== TAREFA PROPOSTA A ==
De acordo com o texto para leitura, qual álbum Alaíde Costa lançou em 2025?

== TEXTO PARA LEITURA ==

Resenha e entrevista

Alaíde Costa, sobre reconhecimento tardio: "o tempo, às vezes, corrige injustiças"

Aos 89 anos, 60 anos de carreira e 27 álbuns, a artista segue produtiva, lançando discos e se aproximando da nova geração de artistas

A cantora Alaíde Costa é considerada a "mãe da bossa nova" - Daryan Dornelles/Divulgação

Apesar da sua grandiosa importância para a história da música popular brasileira, o sucesso chegou tardiamente para a cantora carioca Alaíde Costa. Aos 89 anos, a artista segue produtiva. Lançou em 2025 o álbum "Uma Estrela para Dalva", no qual interpreta canções do repertório de Dalva de Oliveira, "Rainha da Voz", uma das suas maiores referências na música nacional.

Foi com este mais recente álbum que Alaíde se aproximou de jovens músicos talentosos pernambucanos, a exemplo de Yuri Queiroga, que assina os arranjos ao lado de Roberto Menescal, e dos pianistas Amaro Freitas e Zé Manoel, com os quais participou de shows em tributo ao disco “Clube da Esquina”, em São Paulo e no Recife.

== TAREFA PROPOSTA B ==
Altere as entradas, começando pela linha que contém "black cannon in this photo." e seguindo até a última delas, substituindo "horizon" por "skyline". Apresente somente essas linhas, mantendo todo o restante inalterado.

== ENTRADAS FORNECIDAS ==
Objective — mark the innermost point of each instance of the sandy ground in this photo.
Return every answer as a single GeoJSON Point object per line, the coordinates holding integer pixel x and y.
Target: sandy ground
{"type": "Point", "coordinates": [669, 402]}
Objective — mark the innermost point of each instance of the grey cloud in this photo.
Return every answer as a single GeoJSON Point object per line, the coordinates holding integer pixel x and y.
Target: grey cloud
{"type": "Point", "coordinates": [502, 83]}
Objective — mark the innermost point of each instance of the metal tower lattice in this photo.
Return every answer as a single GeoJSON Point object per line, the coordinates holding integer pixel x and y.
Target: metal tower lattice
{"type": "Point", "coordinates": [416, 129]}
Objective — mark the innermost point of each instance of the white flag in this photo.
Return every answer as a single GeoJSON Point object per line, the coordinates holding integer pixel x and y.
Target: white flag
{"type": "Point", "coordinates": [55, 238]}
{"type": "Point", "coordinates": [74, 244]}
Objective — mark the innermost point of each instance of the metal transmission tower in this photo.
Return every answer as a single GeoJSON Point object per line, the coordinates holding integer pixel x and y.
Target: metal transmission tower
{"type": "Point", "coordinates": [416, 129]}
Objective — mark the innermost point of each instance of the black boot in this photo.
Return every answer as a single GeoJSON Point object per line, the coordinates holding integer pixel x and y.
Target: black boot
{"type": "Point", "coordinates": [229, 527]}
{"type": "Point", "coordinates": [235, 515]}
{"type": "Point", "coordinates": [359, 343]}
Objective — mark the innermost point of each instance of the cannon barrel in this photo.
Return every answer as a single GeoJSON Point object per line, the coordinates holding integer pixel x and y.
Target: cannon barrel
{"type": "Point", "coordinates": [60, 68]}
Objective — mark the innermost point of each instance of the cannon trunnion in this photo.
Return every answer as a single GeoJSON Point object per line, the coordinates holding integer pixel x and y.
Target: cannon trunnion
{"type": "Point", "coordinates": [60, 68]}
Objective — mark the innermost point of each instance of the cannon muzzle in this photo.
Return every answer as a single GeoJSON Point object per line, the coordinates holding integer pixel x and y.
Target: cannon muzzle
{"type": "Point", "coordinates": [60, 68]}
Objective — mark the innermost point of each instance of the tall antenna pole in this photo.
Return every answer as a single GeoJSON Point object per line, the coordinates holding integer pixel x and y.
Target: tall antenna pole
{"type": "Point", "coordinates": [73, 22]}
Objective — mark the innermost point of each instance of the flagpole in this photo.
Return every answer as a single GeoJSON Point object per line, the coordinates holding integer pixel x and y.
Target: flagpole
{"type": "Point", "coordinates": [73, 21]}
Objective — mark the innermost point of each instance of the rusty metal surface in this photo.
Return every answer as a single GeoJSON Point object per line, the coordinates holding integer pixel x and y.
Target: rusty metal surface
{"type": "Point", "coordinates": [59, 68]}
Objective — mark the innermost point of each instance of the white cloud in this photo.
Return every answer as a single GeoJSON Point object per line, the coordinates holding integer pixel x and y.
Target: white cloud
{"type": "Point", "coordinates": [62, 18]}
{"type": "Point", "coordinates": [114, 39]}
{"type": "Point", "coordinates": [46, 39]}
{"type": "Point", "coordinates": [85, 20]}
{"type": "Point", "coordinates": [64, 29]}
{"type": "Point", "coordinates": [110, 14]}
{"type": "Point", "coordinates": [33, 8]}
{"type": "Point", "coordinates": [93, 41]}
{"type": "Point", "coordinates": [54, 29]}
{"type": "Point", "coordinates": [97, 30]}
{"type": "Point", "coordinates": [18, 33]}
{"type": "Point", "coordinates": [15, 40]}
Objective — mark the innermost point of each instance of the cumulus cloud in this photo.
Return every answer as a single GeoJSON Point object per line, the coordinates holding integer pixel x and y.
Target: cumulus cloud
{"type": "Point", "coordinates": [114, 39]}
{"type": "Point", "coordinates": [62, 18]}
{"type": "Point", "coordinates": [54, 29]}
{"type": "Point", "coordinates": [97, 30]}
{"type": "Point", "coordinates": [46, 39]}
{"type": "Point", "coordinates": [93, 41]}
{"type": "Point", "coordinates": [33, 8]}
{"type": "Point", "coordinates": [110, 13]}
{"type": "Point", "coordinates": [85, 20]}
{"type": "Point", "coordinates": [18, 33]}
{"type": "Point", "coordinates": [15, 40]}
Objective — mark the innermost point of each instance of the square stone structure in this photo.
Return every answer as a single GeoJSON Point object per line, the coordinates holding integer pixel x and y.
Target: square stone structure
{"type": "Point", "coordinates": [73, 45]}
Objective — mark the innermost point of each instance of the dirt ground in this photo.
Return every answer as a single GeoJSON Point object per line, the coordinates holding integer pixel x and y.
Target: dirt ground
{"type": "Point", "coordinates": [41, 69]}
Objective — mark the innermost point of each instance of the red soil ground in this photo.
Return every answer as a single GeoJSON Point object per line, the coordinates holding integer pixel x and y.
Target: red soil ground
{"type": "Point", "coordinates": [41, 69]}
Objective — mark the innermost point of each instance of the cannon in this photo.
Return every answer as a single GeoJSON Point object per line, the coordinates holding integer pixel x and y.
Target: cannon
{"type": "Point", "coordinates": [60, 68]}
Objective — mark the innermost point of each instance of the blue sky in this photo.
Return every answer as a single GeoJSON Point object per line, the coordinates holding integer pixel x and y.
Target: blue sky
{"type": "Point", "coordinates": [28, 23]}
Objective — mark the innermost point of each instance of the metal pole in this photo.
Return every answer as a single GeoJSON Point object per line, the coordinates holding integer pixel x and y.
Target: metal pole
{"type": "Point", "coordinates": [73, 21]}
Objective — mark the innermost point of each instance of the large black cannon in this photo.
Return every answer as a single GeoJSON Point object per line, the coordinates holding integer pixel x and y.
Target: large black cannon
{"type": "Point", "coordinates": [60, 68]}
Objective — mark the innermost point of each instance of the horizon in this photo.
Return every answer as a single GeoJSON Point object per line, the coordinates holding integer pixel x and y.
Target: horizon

== RESPOSTA FINAL A ==
O álbum "Uma Estrela para Dalva".

== RESPOSTA FINAL B ==
Objective — mark the innermost point of each instance of the large black cannon in this photo.
Return every answer as a single GeoJSON Point object per line, the coordinates holding integer pixel x and y.
Target: large black cannon
{"type": "Point", "coordinates": [60, 68]}
Objective — mark the innermost point of each instance of the skyline in this photo.
Return every answer as a single GeoJSON Point object per line, the coordinates holding integer pixel x and y.
Target: skyline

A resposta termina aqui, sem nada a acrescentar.